[Start of Excerpted records]
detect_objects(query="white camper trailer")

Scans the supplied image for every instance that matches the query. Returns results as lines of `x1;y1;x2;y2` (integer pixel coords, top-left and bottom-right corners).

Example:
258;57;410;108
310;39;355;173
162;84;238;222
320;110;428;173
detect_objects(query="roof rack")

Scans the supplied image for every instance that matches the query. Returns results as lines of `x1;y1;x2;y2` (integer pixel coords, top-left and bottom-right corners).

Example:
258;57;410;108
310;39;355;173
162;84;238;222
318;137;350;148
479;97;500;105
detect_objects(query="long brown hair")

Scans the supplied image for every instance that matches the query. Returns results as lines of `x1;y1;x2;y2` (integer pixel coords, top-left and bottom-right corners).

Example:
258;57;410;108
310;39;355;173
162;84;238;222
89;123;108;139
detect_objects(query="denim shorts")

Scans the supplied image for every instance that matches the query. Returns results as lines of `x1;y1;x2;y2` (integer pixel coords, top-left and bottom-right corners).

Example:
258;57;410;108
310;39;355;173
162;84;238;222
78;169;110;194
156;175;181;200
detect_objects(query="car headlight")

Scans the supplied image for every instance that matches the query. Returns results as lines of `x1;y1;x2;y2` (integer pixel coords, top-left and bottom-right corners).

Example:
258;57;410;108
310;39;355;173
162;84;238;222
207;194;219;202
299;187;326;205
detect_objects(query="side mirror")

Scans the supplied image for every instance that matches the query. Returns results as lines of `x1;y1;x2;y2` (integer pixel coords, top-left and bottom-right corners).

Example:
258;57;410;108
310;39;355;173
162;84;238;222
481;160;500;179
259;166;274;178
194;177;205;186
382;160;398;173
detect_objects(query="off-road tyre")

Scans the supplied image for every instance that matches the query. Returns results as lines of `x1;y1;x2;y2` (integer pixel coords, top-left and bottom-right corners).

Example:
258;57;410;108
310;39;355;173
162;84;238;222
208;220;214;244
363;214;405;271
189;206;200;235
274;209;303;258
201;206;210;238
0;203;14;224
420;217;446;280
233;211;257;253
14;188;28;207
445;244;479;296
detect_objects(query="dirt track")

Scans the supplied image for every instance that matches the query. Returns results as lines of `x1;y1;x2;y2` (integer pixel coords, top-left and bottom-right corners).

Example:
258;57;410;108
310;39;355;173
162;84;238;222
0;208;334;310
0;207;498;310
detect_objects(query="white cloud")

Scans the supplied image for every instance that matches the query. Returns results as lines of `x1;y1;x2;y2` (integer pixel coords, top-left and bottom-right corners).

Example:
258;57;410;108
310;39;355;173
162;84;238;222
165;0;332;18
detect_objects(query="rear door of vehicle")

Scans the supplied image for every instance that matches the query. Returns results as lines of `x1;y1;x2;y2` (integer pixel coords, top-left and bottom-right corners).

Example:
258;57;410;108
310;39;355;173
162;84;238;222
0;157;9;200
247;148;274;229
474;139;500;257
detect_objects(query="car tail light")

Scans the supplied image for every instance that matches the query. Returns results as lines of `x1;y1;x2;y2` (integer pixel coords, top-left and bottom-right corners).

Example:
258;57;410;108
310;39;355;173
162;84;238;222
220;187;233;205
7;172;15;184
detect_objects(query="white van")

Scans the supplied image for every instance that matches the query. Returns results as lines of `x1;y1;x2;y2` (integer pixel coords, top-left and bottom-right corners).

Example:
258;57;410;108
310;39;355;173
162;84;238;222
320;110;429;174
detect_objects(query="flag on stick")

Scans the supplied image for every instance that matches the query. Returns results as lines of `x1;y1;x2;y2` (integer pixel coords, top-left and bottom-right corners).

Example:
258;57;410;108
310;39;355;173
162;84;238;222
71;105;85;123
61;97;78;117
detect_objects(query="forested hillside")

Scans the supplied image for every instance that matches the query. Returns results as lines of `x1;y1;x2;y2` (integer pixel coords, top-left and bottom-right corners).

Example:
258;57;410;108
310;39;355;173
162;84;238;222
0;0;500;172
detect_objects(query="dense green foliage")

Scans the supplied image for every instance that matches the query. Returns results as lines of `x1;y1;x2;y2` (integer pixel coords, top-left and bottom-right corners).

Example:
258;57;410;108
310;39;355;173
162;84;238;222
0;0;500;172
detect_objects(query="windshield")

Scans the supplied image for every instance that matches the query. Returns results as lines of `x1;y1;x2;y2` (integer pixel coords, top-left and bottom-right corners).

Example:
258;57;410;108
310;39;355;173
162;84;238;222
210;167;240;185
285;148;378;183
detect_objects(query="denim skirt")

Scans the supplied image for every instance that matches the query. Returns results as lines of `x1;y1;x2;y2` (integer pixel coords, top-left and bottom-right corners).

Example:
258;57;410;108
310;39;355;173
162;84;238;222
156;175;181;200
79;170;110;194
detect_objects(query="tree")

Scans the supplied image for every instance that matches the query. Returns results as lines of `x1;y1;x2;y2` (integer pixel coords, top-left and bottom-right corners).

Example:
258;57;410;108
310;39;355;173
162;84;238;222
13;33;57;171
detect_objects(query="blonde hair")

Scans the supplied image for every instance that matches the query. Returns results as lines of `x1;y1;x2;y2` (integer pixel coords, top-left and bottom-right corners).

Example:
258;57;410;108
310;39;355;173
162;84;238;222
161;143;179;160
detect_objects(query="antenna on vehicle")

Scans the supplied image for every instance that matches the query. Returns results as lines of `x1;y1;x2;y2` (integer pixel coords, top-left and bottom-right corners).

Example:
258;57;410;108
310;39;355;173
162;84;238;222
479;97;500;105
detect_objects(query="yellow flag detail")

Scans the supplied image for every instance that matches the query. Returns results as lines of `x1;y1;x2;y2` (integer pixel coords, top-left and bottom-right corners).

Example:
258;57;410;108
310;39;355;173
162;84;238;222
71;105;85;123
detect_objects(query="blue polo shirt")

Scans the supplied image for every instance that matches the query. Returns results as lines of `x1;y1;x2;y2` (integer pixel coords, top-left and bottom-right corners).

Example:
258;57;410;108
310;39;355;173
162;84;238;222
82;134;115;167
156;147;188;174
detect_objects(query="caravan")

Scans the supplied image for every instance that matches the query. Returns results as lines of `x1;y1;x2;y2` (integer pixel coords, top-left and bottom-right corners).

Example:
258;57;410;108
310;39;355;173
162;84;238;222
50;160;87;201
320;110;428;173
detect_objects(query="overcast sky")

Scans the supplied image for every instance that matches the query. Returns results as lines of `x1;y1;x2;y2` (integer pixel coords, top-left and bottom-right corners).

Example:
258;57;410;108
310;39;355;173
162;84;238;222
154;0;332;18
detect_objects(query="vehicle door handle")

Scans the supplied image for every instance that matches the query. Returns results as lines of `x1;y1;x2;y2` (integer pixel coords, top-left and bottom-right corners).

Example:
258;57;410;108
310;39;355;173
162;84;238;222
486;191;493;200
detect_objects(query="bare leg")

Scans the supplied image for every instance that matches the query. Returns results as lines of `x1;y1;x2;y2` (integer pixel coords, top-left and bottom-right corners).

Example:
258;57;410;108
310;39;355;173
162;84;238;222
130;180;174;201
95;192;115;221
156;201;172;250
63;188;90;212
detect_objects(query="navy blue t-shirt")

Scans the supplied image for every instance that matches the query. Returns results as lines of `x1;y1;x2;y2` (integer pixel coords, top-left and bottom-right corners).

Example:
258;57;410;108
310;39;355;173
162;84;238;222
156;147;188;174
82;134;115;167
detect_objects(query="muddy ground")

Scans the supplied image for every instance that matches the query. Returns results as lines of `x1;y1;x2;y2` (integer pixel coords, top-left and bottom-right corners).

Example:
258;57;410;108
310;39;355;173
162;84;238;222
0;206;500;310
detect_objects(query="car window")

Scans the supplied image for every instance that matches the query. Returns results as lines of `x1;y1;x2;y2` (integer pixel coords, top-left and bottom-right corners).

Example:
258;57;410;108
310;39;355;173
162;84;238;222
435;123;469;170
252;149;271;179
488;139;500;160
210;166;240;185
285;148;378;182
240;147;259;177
[End of Excerpted records]
--- Given task ---
Reproduce the material above, character for character, from its first line through the line containing "382;160;398;173".

--- Output ---
detect_objects(query="white camper trailer")

Scans the supplied image for every instance that matches the query. Returns results as lines of `x1;y1;x2;y2` (integer pixel coords, top-left and bottom-right corners).

Example:
258;57;410;108
310;39;355;173
162;84;238;222
320;110;428;173
detect_objects(query="roof rack")

Scans the supplied image for every instance that matches the query. Returns results as lines of `x1;y1;x2;y2` (integer pixel coords, top-left and bottom-right corners).

Example:
258;57;410;108
310;39;355;173
162;84;238;222
318;137;350;148
479;97;500;105
detect_objects(query="long brown hair")

Scans the supplied image for every instance that matches the query. Returns results as lines of `x1;y1;x2;y2` (integer pixel coords, top-left and bottom-right corners).

Example:
258;57;410;108
310;39;355;173
162;84;238;222
89;123;108;139
detect_objects(query="denim shorts")

Scans the supplied image for every instance that matches the query. Returns results as lines of `x1;y1;x2;y2` (integer pixel coords, top-left and bottom-right corners).

Example:
258;57;410;108
310;39;355;173
162;84;238;222
78;169;110;194
156;175;181;200
detect_objects(query="car headlight")

Scans the supplied image for every instance that matches the query. Returns results as lines of `x1;y1;x2;y2` (integer pixel coords, top-left and bottom-right corners).

Example:
258;57;410;108
310;39;355;173
162;84;238;222
207;194;219;202
299;187;326;205
detect_objects(query="side mirror")

Scans the supplied image for every instance that matches the query. Returns results as lines of `x1;y1;x2;y2` (integer pixel coords, top-left and bottom-right corners).

Example:
258;57;410;108
310;39;355;173
162;84;238;222
481;160;500;179
259;166;274;178
194;177;205;186
382;160;398;173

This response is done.